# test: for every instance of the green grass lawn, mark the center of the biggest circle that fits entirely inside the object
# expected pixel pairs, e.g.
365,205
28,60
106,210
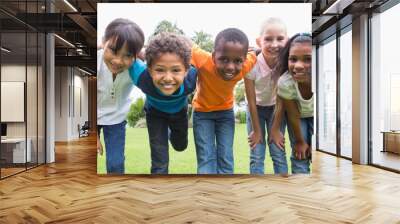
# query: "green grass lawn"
137,154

### Prompt:
The data should be printed again unchanged; leave its pictures out.

### Exercise output:
# test: for every instance of the green grass lawn, mark the center of the biggest circle that fits entirely inside the object
# expected pixel pairs, e.g.
365,205
28,60
106,210
# query: "green grass lawn"
137,154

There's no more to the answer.